— SET TASK —
Reproduce the material word for word; the images stay out.

— DATASET RECORDS —
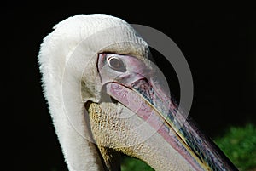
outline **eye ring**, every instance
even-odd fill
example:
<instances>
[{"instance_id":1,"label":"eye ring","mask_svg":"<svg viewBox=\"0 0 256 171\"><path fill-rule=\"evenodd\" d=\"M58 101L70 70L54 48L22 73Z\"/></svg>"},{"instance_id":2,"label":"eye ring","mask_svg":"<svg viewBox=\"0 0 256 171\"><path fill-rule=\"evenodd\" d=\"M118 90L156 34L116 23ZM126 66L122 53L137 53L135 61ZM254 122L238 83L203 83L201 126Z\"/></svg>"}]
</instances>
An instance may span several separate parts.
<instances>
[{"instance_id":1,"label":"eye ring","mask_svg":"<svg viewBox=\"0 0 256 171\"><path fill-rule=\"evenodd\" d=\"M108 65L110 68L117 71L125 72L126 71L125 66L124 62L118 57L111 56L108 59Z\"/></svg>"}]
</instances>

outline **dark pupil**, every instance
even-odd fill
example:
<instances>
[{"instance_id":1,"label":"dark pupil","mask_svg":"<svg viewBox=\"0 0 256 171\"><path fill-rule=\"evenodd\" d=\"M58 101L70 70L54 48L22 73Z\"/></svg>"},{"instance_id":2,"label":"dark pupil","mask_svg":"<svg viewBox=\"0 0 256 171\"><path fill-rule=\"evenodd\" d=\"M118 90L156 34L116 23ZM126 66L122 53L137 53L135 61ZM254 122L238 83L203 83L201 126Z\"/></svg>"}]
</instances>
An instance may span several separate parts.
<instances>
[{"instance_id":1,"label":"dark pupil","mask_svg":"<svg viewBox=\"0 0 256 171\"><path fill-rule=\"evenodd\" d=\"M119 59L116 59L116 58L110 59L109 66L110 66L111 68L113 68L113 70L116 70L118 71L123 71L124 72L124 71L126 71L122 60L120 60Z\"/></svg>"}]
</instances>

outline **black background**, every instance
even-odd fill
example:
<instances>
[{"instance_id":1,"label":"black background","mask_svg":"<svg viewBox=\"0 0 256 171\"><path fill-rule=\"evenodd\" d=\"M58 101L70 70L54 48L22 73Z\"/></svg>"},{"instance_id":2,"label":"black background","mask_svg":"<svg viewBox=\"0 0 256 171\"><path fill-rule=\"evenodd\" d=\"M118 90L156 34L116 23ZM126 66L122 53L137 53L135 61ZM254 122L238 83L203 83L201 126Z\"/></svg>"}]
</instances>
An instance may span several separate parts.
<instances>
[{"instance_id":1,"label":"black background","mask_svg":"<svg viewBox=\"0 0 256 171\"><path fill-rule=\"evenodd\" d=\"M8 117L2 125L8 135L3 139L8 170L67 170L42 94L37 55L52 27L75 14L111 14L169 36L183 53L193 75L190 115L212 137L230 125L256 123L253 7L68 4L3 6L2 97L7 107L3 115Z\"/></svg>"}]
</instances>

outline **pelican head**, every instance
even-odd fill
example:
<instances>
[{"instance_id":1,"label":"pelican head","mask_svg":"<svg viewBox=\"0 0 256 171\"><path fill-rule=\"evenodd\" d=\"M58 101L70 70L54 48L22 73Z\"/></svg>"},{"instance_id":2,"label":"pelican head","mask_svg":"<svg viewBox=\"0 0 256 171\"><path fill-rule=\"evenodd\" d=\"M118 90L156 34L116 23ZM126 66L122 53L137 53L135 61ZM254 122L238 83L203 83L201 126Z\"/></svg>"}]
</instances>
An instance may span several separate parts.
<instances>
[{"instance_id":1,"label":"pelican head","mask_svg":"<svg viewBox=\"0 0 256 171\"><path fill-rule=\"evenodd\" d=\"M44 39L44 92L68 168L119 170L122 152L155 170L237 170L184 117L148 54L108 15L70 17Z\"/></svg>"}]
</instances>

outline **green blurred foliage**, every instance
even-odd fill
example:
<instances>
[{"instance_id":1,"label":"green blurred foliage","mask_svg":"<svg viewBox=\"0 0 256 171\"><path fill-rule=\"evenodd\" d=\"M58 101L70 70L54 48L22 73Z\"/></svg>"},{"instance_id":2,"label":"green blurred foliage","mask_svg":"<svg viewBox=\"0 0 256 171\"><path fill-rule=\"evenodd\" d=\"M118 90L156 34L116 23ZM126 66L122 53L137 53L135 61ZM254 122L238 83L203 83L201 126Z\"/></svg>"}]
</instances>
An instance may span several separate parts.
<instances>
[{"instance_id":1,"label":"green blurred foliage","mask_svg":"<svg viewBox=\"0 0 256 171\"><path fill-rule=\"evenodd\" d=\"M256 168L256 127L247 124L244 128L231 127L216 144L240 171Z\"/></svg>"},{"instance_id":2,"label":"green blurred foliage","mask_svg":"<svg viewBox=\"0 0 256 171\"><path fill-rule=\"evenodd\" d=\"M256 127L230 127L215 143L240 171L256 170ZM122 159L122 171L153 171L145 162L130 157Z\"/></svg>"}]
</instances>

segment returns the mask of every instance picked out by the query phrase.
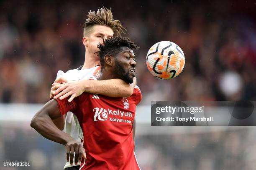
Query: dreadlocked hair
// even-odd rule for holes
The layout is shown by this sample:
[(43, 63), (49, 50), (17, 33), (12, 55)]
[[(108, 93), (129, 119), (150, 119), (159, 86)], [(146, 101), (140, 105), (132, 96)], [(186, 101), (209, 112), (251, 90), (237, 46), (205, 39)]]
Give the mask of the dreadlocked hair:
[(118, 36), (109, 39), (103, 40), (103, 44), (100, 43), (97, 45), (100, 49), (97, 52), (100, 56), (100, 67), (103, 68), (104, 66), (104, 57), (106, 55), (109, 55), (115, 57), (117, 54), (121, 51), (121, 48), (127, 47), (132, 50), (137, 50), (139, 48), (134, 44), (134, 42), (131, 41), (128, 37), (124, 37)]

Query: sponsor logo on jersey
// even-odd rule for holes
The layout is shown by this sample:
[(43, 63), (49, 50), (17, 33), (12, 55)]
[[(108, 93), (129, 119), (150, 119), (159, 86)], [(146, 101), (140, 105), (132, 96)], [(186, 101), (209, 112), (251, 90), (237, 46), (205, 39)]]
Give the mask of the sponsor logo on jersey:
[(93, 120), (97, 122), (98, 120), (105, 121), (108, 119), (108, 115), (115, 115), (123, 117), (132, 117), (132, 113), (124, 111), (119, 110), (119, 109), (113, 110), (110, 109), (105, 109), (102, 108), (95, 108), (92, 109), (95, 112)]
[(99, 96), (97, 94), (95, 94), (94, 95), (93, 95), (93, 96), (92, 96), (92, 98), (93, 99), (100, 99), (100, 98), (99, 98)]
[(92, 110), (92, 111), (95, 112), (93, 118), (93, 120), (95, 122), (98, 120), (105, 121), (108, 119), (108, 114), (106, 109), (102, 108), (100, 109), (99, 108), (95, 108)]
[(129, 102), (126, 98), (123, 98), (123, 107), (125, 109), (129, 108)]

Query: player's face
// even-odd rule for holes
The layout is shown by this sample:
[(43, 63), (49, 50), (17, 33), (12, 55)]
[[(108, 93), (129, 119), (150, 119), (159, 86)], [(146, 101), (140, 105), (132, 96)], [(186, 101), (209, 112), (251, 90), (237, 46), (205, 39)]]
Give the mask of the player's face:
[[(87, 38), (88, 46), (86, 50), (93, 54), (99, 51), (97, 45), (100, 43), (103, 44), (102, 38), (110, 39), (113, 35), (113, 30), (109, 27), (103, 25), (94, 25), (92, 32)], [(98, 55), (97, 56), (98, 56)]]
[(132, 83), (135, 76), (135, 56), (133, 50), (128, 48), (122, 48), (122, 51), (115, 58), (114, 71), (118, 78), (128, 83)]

— TASK RESULT —
outline **eye ring**, every instance
even-odd fill
example:
<instances>
[{"instance_id":1,"label":"eye ring","mask_svg":"<svg viewBox=\"0 0 256 171\"><path fill-rule=\"evenodd\" d=\"M58 101L70 70L54 48L22 73Z\"/></svg>"},{"instance_id":2,"label":"eye ring","mask_svg":"<svg viewBox=\"0 0 256 171\"><path fill-rule=\"evenodd\" d=\"M118 90L156 34L116 23ZM126 66L122 53L137 53L135 61ZM254 122L238 83L203 83L201 126Z\"/></svg>"}]
</instances>
An instance may span several separate parts.
<instances>
[{"instance_id":1,"label":"eye ring","mask_svg":"<svg viewBox=\"0 0 256 171\"><path fill-rule=\"evenodd\" d=\"M108 65L110 68L117 71L125 72L126 71L125 66L124 62L118 57L111 56L108 59Z\"/></svg>"}]
</instances>

outline **dark pupil**, every instance
even-odd fill
example:
<instances>
[{"instance_id":1,"label":"dark pupil","mask_svg":"<svg viewBox=\"0 0 256 171\"><path fill-rule=\"evenodd\" d=\"M58 101L70 70L54 48L22 73Z\"/></svg>"},{"instance_id":2,"label":"dark pupil","mask_svg":"<svg viewBox=\"0 0 256 171\"><path fill-rule=\"evenodd\" d=\"M118 90L156 34L116 23ZM126 66L122 53L137 53L135 61ZM254 122L238 83L203 83L201 126Z\"/></svg>"}]
</instances>
An instance may span several separate parts.
<instances>
[{"instance_id":1,"label":"dark pupil","mask_svg":"<svg viewBox=\"0 0 256 171\"><path fill-rule=\"evenodd\" d=\"M119 59L116 59L116 58L110 59L109 66L110 66L111 68L113 68L113 70L116 70L118 71L123 71L124 72L124 71L126 71L122 60L120 60Z\"/></svg>"}]
</instances>

outline **black background**, every instance
even-odd fill
example:
<instances>
[{"instance_id":1,"label":"black background","mask_svg":"<svg viewBox=\"0 0 256 171\"><path fill-rule=\"evenodd\" d=\"M58 101L70 70L54 48L22 73Z\"/></svg>"},{"instance_id":2,"label":"black background","mask_svg":"<svg viewBox=\"0 0 256 171\"><path fill-rule=\"evenodd\" d=\"M118 90L156 34L116 23ZM126 66L122 53L137 53L135 61ZM254 122L238 83L203 83L201 126Z\"/></svg>"}]
</instances>
An instance may span several separate parts.
<instances>
[{"instance_id":1,"label":"black background","mask_svg":"<svg viewBox=\"0 0 256 171\"><path fill-rule=\"evenodd\" d=\"M8 117L2 125L8 135L3 139L8 170L67 170L42 94L37 55L52 27L75 14L111 14L169 36L183 53L193 75L190 115L212 137L230 125L256 123L253 7L68 4L3 6L2 97L7 107L3 115Z\"/></svg>"}]
</instances>

outline **pelican head**, every instance
even-odd fill
example:
<instances>
[{"instance_id":1,"label":"pelican head","mask_svg":"<svg viewBox=\"0 0 256 171\"><path fill-rule=\"evenodd\" d=\"M58 101L70 70L54 48L22 73Z\"/></svg>"},{"instance_id":2,"label":"pelican head","mask_svg":"<svg viewBox=\"0 0 256 171\"><path fill-rule=\"evenodd\" d=\"M118 90L156 34L116 23ZM126 66L122 53L137 53L135 61ZM254 122L238 83L203 83L201 126Z\"/></svg>"}]
</instances>
An instance may span several separate parts.
<instances>
[{"instance_id":1,"label":"pelican head","mask_svg":"<svg viewBox=\"0 0 256 171\"><path fill-rule=\"evenodd\" d=\"M44 39L44 92L68 168L119 170L122 152L155 170L237 170L184 117L148 54L108 15L70 17Z\"/></svg>"}]
</instances>

outline **green blurred foliage**, every instance
even-odd fill
example:
<instances>
[{"instance_id":1,"label":"green blurred foliage","mask_svg":"<svg viewBox=\"0 0 256 171\"><path fill-rule=\"evenodd\" d=\"M58 101L70 70L54 48L22 73Z\"/></svg>"},{"instance_id":2,"label":"green blurred foliage","mask_svg":"<svg viewBox=\"0 0 256 171\"><path fill-rule=\"evenodd\" d=\"M118 90L156 34L116 23ZM126 66L122 53L137 53L135 61ZM254 122L238 83L203 83L201 126Z\"/></svg>"}]
</instances>
An instance may span several separate parts.
<instances>
[{"instance_id":1,"label":"green blurred foliage","mask_svg":"<svg viewBox=\"0 0 256 171\"><path fill-rule=\"evenodd\" d=\"M256 168L256 127L247 124L244 128L231 127L216 144L240 171Z\"/></svg>"},{"instance_id":2,"label":"green blurred foliage","mask_svg":"<svg viewBox=\"0 0 256 171\"><path fill-rule=\"evenodd\" d=\"M256 127L230 127L215 143L240 171L256 170ZM122 159L122 171L153 171L145 162L130 157Z\"/></svg>"}]
</instances>

segment returns the mask of every instance picked out by the query phrase.
Query: dreadlocked hair
// even-odd rule for holes
The layout is shown by this sample:
[(43, 63), (49, 50), (17, 33), (12, 55)]
[[(108, 93), (129, 119), (150, 119), (159, 86)], [(146, 101), (140, 105), (132, 96)], [(186, 101), (209, 112), (251, 90), (237, 46), (205, 39)]]
Give the mask of the dreadlocked hair:
[(118, 36), (109, 39), (103, 40), (103, 44), (100, 43), (97, 45), (100, 49), (97, 52), (100, 56), (100, 67), (103, 68), (104, 66), (104, 57), (106, 55), (109, 55), (115, 57), (117, 54), (121, 51), (121, 48), (127, 47), (132, 50), (137, 50), (139, 48), (134, 44), (134, 42), (131, 41), (128, 37), (124, 37)]

Query: sponsor logo on jersey
// even-odd rule for holes
The layout is shown by this sample:
[(43, 63), (49, 50), (17, 33), (12, 55)]
[[(108, 93), (129, 119), (150, 119), (159, 86)], [(146, 101), (140, 105), (132, 96)], [(186, 101), (209, 112), (251, 90), (237, 46), (205, 39)]]
Give the mask of the sponsor logo on jersey:
[(93, 120), (97, 122), (98, 120), (105, 121), (108, 119), (108, 115), (115, 115), (123, 117), (132, 117), (132, 113), (124, 111), (119, 110), (119, 109), (113, 110), (110, 109), (105, 109), (102, 108), (95, 108), (92, 109), (95, 112)]
[(99, 96), (97, 94), (95, 94), (94, 95), (93, 95), (93, 96), (92, 96), (92, 98), (93, 99), (100, 99), (100, 98), (99, 98)]
[(92, 110), (92, 111), (95, 112), (93, 118), (93, 120), (95, 122), (98, 120), (105, 121), (108, 119), (108, 114), (106, 109), (102, 108), (100, 109), (99, 108), (95, 108)]
[(129, 102), (126, 98), (123, 98), (123, 107), (125, 109), (129, 108)]

Query: player's face
// even-odd rule for holes
The layout is shown by this sample:
[(43, 63), (49, 50), (17, 33), (12, 55)]
[[(108, 93), (129, 119), (150, 119), (159, 86)], [(146, 101), (140, 105), (132, 96)], [(186, 101), (209, 112), (251, 90), (237, 46), (205, 39)]]
Give the mask of the player's face:
[[(87, 38), (88, 46), (86, 50), (93, 54), (99, 51), (97, 45), (100, 43), (103, 44), (102, 38), (110, 39), (113, 35), (113, 30), (109, 27), (103, 25), (94, 25), (92, 32)], [(98, 55), (97, 56), (98, 56)]]
[(132, 83), (135, 76), (135, 56), (133, 50), (128, 48), (122, 48), (122, 51), (115, 58), (114, 71), (118, 78), (128, 83)]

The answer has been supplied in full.